(WORKING DATA):

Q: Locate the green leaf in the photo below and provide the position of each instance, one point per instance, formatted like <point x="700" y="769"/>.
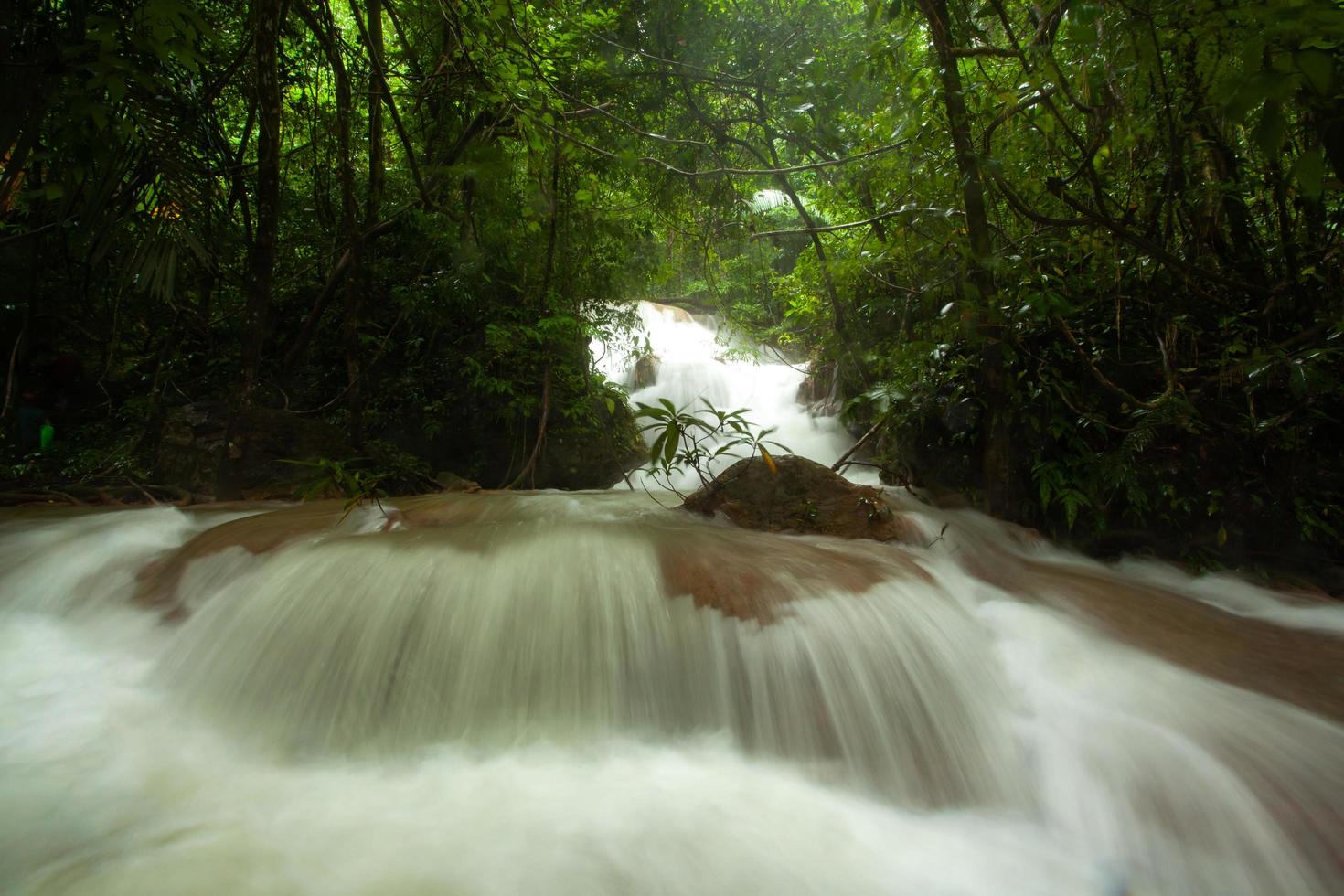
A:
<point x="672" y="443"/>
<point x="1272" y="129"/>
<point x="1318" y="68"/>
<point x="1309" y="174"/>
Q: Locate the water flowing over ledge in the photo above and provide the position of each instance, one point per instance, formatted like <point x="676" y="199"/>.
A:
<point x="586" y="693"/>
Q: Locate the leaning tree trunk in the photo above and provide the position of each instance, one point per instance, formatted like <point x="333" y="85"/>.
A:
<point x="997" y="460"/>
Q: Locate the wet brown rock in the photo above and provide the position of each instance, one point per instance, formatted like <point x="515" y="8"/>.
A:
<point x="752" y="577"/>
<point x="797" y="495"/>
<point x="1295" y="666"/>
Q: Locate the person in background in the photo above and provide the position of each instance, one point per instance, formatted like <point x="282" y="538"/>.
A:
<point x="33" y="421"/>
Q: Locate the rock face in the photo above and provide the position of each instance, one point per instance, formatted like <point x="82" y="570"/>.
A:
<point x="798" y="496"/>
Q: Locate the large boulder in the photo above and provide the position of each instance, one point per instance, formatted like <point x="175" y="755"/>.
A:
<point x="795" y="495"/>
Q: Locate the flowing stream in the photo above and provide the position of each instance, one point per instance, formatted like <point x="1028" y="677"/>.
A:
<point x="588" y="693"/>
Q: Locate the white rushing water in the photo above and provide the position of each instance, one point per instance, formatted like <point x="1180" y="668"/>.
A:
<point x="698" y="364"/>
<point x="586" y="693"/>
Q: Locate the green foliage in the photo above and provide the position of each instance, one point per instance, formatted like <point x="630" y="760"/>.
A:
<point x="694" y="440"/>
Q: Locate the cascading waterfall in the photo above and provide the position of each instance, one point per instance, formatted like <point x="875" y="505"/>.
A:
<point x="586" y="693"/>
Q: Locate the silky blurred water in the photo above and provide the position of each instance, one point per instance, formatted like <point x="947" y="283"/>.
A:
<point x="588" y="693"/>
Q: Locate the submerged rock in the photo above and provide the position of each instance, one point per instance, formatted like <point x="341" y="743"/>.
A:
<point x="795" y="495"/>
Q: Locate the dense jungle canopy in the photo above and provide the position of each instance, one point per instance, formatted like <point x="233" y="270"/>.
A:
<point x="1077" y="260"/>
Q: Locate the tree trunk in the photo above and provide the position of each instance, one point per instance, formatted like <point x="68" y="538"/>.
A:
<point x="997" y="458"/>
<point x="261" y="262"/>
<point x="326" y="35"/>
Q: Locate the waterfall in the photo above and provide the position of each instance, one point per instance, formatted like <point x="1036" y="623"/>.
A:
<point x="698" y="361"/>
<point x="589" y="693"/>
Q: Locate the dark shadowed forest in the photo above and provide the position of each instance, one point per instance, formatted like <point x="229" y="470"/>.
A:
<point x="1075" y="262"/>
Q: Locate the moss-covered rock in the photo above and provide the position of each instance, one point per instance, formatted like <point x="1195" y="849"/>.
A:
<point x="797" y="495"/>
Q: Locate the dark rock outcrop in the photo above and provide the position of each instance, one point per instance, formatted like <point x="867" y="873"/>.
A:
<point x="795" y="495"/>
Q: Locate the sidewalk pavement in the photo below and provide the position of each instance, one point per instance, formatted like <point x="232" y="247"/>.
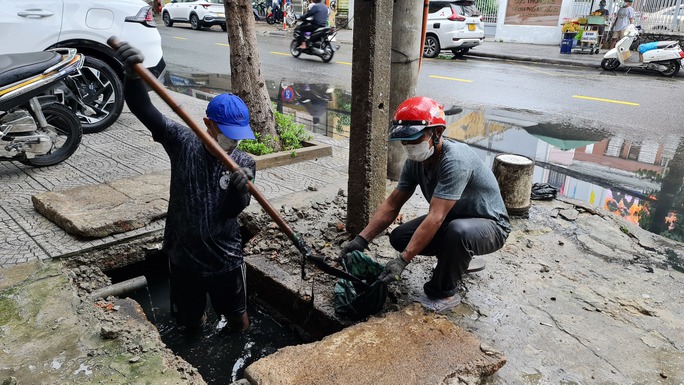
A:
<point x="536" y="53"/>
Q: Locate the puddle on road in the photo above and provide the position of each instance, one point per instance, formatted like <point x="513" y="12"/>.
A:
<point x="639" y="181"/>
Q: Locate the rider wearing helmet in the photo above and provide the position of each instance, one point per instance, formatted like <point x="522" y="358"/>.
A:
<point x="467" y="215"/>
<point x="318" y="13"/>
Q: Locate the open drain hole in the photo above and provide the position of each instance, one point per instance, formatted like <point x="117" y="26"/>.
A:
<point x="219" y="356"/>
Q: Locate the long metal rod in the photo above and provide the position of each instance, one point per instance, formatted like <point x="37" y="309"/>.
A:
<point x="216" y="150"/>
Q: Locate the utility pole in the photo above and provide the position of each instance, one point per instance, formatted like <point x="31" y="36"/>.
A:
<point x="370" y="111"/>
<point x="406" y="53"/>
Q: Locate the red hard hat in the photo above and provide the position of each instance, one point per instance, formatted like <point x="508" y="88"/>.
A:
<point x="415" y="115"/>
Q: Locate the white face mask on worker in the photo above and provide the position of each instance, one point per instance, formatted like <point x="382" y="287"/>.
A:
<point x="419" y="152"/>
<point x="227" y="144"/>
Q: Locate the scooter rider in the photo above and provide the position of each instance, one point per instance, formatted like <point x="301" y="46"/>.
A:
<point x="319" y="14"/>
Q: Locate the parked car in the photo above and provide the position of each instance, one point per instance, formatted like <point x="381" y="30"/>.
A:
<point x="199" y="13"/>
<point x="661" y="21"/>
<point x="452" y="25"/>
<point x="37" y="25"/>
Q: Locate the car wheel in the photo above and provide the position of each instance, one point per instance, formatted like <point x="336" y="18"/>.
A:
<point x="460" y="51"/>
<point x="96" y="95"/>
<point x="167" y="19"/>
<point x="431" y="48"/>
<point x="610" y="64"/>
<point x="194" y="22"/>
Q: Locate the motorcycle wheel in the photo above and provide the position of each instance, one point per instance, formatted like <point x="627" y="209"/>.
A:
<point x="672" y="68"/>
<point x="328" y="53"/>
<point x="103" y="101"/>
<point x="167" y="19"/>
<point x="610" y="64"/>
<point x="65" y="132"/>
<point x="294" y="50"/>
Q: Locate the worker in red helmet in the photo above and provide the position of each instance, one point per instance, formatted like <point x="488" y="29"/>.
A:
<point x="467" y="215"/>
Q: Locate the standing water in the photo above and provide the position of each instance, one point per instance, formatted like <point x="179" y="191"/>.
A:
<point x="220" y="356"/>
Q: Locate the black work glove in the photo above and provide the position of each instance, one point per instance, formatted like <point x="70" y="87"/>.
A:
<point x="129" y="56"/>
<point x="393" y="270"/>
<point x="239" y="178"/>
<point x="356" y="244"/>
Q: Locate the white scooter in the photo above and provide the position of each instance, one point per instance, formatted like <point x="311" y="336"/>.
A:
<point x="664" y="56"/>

---

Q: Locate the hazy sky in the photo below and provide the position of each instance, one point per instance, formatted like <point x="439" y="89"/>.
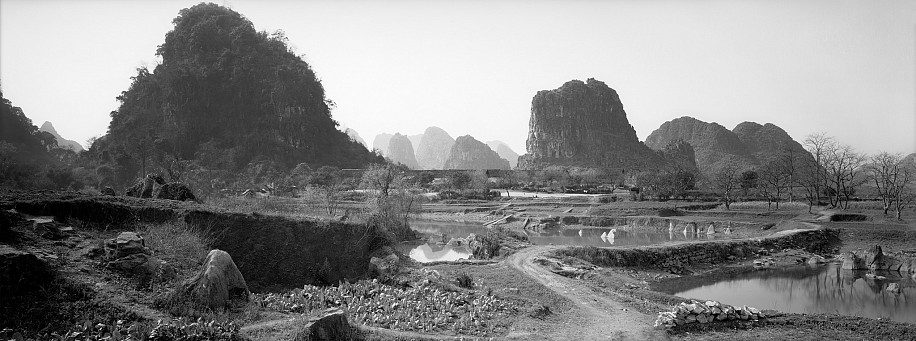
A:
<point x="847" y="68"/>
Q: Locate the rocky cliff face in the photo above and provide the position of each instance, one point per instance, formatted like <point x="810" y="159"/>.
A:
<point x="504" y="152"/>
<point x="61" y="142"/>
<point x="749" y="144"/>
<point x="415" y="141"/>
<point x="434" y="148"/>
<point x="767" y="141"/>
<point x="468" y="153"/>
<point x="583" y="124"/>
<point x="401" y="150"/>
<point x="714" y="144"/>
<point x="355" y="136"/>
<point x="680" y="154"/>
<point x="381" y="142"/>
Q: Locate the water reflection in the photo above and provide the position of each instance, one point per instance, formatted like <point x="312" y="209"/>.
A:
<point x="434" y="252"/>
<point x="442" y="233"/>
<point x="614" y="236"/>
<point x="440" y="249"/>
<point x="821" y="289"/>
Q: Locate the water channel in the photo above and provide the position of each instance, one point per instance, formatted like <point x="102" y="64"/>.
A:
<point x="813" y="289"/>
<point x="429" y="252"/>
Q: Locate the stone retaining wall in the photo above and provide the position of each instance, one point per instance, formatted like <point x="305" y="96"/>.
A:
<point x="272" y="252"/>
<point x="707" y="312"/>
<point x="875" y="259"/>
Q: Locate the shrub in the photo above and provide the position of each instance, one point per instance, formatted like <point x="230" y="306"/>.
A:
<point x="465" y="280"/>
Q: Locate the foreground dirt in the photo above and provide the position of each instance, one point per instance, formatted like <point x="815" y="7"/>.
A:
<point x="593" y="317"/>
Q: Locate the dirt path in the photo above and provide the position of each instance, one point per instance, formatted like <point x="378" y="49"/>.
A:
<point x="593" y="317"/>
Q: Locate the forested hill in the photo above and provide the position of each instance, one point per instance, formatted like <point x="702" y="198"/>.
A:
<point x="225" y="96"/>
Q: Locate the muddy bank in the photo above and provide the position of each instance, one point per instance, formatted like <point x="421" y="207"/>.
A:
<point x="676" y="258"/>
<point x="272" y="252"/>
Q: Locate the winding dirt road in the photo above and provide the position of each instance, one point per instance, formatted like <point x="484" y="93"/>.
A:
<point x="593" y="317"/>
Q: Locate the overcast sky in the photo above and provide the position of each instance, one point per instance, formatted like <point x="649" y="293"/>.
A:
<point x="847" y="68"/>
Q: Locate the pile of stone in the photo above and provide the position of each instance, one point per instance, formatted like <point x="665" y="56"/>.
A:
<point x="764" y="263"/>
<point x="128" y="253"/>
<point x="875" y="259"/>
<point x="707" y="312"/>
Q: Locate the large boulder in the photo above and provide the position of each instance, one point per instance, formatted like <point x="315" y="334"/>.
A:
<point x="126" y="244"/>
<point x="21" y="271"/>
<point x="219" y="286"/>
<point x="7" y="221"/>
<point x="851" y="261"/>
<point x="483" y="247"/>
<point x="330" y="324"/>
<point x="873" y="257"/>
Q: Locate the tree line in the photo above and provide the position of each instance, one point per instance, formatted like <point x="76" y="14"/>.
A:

---

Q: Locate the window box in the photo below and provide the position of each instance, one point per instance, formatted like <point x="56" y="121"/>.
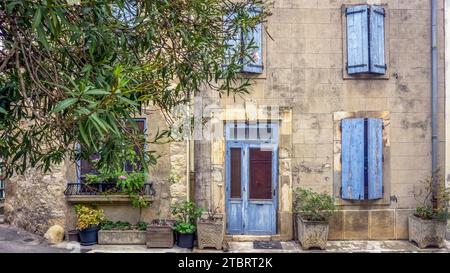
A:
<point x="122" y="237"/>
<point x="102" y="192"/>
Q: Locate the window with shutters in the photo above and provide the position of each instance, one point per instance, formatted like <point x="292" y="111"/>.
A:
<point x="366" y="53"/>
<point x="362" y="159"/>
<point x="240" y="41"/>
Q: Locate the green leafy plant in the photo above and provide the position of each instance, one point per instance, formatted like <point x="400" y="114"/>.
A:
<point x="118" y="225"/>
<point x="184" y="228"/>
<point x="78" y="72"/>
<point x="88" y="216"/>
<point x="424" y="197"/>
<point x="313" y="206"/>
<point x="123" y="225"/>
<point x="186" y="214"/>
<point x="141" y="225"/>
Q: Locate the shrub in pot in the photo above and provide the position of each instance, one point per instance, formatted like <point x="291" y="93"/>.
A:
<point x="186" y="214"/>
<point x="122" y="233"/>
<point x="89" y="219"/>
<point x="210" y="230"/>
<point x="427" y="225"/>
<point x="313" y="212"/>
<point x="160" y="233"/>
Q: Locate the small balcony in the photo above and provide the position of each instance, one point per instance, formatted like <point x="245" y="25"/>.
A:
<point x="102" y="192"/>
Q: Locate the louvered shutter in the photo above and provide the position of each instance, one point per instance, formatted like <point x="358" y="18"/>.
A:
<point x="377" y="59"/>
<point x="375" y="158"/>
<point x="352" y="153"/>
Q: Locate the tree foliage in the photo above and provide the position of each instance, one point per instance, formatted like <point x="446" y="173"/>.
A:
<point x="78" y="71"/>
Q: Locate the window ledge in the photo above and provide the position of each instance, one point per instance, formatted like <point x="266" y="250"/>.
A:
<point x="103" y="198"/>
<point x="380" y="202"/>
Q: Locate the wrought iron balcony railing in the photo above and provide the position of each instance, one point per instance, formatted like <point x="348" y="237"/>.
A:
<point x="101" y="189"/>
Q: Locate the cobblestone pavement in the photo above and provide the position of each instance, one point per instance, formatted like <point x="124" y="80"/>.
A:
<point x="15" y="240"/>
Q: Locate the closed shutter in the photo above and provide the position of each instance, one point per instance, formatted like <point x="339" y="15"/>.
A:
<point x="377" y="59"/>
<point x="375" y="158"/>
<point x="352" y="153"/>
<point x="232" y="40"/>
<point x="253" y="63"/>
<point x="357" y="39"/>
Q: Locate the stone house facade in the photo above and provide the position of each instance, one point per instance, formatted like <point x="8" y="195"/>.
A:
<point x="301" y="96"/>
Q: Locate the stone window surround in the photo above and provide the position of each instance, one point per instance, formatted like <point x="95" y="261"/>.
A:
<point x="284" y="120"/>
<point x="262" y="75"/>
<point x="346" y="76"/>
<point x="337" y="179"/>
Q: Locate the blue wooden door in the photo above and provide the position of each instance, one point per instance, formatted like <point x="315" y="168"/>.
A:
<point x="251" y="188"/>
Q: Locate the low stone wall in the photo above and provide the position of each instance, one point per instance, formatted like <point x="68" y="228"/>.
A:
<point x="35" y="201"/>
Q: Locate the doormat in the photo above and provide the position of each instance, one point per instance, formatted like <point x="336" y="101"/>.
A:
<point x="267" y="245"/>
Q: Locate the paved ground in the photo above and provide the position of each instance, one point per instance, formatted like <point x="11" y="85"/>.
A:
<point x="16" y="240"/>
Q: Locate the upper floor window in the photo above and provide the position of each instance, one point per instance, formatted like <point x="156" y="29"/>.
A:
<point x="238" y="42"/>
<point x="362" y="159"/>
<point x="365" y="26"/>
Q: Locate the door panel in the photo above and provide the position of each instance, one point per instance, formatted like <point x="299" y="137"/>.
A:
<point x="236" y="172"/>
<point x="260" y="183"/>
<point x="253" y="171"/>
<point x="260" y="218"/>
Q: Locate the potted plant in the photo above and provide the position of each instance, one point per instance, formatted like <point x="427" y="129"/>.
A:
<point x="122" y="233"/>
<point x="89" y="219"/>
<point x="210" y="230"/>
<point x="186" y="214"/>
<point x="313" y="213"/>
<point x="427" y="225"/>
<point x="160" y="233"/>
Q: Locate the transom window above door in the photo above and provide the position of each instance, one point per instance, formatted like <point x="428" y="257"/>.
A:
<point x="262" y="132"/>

(DIRECTIONS):
The result should be an exact copy of only the lines above from the one that holds "Q: Locate the green leaf in" through the one that holds "Q: Locate the wet", both ends included, without pictures.

(ANSWER SECTION):
Q: Locate the green leaf in the photo below and provide the position of each instance, one point per instance, formatted like <point x="700" y="769"/>.
A:
<point x="672" y="443"/>
<point x="1272" y="129"/>
<point x="1318" y="68"/>
<point x="1309" y="174"/>
Q: Locate the water flowing over ledge in the photo above and provide the position of each instance, one point per instance, formatted like <point x="676" y="199"/>.
A:
<point x="586" y="693"/>
Q: Locate the leaning tree trunk in the photo above and provide the position of each instance, one point per instance, formatted like <point x="333" y="85"/>.
A:
<point x="997" y="460"/>
Q: Locate the wet brown rock in the photo above and provide the position of each instance, one point per instance, formatted like <point x="515" y="8"/>.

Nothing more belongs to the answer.